Exercise brief:
Reproduce the entire listing word for word.

------------------------

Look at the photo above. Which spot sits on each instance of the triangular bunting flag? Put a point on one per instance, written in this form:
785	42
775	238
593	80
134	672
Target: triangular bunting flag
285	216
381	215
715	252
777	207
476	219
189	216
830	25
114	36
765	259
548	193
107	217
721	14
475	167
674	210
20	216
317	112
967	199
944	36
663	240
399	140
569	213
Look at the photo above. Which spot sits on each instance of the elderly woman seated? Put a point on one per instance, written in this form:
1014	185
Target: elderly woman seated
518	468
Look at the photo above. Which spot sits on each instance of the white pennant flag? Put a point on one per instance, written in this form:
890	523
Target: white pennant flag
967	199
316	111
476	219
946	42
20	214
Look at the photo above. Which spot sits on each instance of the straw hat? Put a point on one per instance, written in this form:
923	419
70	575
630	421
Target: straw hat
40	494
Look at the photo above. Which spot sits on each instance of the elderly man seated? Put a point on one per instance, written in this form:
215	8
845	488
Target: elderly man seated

------------------------

Result:
Look at the photo above. Which spot sits on each instance of the triangular bunting flag? Put a point on one per instance, written in this form:
785	42
775	238
593	80
134	672
Target: triangular bunting flag
285	216
381	215
715	252
777	207
476	219
189	216
830	25
114	36
765	259
548	193
107	217
721	14
475	167
674	210
20	216
317	112
967	199
944	36
663	240
399	140
569	213
Look at the photo above. Which spot sits on each instance of the elderly woman seated? Put a point on one per instance, written in this form:
1014	185
Target: elderly woman seated
518	468
Look at the photo above. Which spot sits on each instance of the white pennant flag? Put a point on one per instance, written in this form:
890	523
Target: white pennant flag
967	199
316	111
476	219
946	42
20	214
Look at the photo above. Which spot sits on each instance of the straw hat? Put a point on one per instance, written in this form:
923	419
70	575
630	421
Target: straw hat
40	494
Look at the photo above. Which spot sits on each instance of the elderly man seated? Put a point on one per instance, written in this form:
215	8
845	488
Target: elderly man seated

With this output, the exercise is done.